- DATA TO USE
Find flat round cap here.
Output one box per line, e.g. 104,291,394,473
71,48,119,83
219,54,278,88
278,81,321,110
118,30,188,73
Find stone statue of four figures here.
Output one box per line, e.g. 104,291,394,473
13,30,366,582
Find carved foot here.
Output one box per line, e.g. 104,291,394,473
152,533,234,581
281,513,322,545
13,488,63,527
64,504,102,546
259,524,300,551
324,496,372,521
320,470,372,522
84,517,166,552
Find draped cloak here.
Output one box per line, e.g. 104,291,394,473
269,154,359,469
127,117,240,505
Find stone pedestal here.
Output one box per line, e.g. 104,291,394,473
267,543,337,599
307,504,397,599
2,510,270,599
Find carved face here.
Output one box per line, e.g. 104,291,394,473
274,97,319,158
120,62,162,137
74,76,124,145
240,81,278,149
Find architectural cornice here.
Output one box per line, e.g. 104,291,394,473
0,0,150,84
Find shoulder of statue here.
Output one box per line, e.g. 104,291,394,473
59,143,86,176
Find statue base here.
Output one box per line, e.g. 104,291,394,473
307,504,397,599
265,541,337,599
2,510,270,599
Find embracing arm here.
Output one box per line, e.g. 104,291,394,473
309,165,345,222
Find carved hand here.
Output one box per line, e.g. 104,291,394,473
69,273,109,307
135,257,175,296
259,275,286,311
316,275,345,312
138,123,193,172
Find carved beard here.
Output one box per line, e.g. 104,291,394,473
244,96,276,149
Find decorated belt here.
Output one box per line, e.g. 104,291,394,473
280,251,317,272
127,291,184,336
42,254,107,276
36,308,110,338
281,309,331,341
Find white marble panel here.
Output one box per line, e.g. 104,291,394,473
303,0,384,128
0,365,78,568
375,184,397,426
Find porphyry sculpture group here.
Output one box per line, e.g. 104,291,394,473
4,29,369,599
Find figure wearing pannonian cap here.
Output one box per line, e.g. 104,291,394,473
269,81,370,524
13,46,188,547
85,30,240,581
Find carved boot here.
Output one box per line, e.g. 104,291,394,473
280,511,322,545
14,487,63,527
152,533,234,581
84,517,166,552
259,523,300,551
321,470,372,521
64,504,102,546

==

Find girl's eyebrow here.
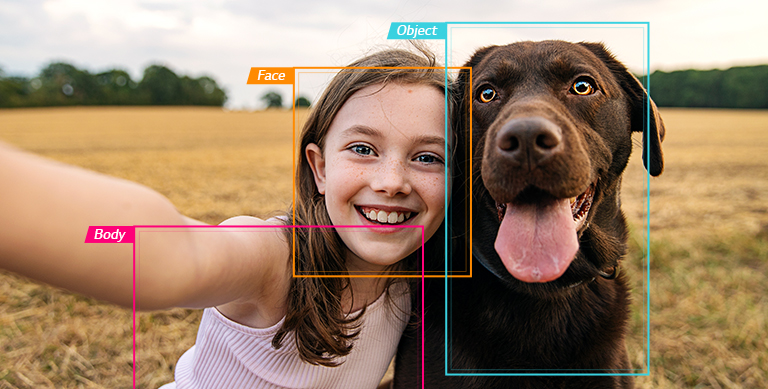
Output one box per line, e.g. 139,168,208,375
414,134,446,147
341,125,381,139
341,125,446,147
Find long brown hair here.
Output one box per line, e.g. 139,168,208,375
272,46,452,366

- EXERCISE GOAL
Your task for the entries above: copy exactly the span starting with the line with "Find flat round cap here." and going on through the line with "Find carved face here.", both lines included, and nothing else.

- THE COMPLETED TASK
Find flat round cap here.
Output one box per line, e.g. 104,291,394,473
71,48,119,83
219,54,278,88
278,81,321,110
118,30,188,73
Find stone statue of four figures here.
Output one box per line, e.g. 104,291,394,473
13,30,366,582
Find carved foot here.
Output one box per line, e.g. 104,291,394,473
152,533,234,581
281,513,322,545
13,488,63,527
64,504,102,546
259,524,300,551
324,496,372,521
320,470,372,522
84,517,166,552
Find draped cloak here.
Output one box per line, e.g. 104,291,394,473
269,154,359,469
127,117,240,505
Find stone pedestal here.
Output one box per line, e.g. 104,291,394,473
267,543,337,599
307,504,397,599
2,510,270,599
Find carved face here.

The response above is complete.